Print the part of the intel-pstate regression reply below from "Re: [intel-pstate driver" up to and including "works for me.", keeping every character unchanged.
# START OF DOCUMENT EXCERPT
Re: [intel-pstate driver regression] processor frequency very high even if in idle

From: Rafael J. Wysocki
Date: Thu Mar 31 2016 - 07:39:56 EST


On Thursday, March 31, 2016 11:05:56 AM JÃrg Otte wrote:

[cut]

> >
>
> Yes, works for me.
>
> CPUID(7): No-SGX
> CPU Avg_MHz Busy% Bzy_MHz TSC_MHz
> - 11 0.66 1682 2494
> 0 11 0.60 1856 2494
> 1 6 0.34 1898 2494
> 2 13 0.82 1628 2494
> 3 13 0.87 1528 2494
> CPU Avg_MHz Busy% Bzy_MHz TSC_MHz
> - 6 0.58 963 2494
> 0 8 0.83 957 2494
> 1 1 0.08 984 2494
> 2 10 1.04 975 2494
> 3 3 0.35 934 2494
>

Great, thanks!

To me, the only area where things are really different before and after the
revert is the initialization, so that likely is when the problem triggers.
# END OF DOCUMENT EXCERPT
# START OF DATASET EXCERPTS
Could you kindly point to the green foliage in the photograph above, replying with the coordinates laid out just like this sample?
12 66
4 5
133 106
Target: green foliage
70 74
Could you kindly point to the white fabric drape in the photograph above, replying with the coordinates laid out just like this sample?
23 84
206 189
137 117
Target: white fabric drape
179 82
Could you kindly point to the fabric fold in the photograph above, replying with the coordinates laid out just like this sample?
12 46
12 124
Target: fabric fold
# END OF DATASET EXCERPTS
SOLUTION BELOW:
Re: [intel-pstate driver regression] processor frequency very high even if in idle

From: Rafael J. Wysocki
Date: Thu Mar 31 2016 - 07:39:56 EST


On Thursday, March 31, 2016 11:05:56 AM JÃrg Otte wrote:

[cut]

> >
>
> Yes, works for me.